The task —
What follows is a set of records; copy all of it exactly.

Dataset records —
▬▬▬▬▬▬▬▬▬▬

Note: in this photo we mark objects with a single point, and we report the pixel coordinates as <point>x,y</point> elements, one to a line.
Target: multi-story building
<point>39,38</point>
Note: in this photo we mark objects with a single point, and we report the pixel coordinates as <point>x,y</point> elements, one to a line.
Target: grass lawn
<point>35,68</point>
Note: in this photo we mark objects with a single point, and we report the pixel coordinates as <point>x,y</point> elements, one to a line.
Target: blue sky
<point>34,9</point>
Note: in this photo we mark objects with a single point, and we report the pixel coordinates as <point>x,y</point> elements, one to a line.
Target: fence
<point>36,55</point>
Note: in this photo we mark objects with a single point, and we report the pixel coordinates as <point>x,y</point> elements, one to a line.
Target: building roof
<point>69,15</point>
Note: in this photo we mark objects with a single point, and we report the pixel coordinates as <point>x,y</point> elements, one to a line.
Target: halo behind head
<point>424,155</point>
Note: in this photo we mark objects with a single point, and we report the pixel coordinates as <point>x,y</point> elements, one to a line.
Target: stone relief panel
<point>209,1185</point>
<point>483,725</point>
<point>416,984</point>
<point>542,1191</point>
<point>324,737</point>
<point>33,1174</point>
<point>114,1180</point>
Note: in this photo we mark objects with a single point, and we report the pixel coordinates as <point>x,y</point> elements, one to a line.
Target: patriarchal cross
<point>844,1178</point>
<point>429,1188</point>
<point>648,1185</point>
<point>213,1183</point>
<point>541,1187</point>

▬▬▬▬▬▬▬▬▬▬

Task output —
Note: in this photo we mark objects with a single point, and we report the pixel coordinates as <point>x,y</point> elements, one to a line.
Target: multi-story building
<point>39,38</point>
Note: in this photo we mark objects with a single point, and we report the pixel coordinates as <point>x,y</point> elements, one to a line.
Target: grass lawn
<point>35,68</point>
Note: in this photo we mark objects with a single point, and we report the pixel coordinates as <point>x,y</point> elements, one to a line.
Target: blue sky
<point>34,9</point>
Note: in this photo we mark objects with a single point, and we report the pixel coordinates as <point>x,y</point> elements, one to a line.
Target: fence
<point>36,55</point>
Note: in this photo we mark objects with a single point, and we report the pixel coordinates as <point>x,y</point> elements, one to a line.
Target: building roof
<point>69,15</point>
Note: in this photo we mark objects with a single point, and we report the pixel coordinates as <point>x,y</point> elements, one to a line.
Target: halo behind head
<point>424,155</point>
Note: in this photo we mark objects with a single point, and we report the pixel coordinates as <point>x,y</point> elements, one to a line.
Target: stone relief panel
<point>209,1185</point>
<point>483,725</point>
<point>416,984</point>
<point>542,1191</point>
<point>324,737</point>
<point>33,1174</point>
<point>114,1180</point>
Note: in this photo we mark objects with a single point, and we report the pixel coordinates as <point>x,y</point> elements, one to a line.
Target: patriarchal cross
<point>844,1178</point>
<point>429,1188</point>
<point>648,1185</point>
<point>213,1183</point>
<point>541,1187</point>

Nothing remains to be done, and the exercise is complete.